Records of labeled points
## Begin

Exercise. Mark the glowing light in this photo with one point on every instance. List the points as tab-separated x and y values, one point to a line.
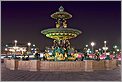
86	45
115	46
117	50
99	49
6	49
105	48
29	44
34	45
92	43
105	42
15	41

## End

EXERCISE DESCRIPTION: Shift every x and y coordinate in the answers of all the records above by -146, and write out all the lines again, requests included. Omit the pictures from your reply.

OUTPUT OF THE EXERCISE:
Exercise. Mark the glowing light in this photo with one point on every instance. List the points as tab-separated x and y values, one point to a line.
-60	-101
-31	-100
-29	-96
-47	-97
-140	-97
-41	-98
-117	-102
-112	-101
-54	-103
-41	-104
-131	-105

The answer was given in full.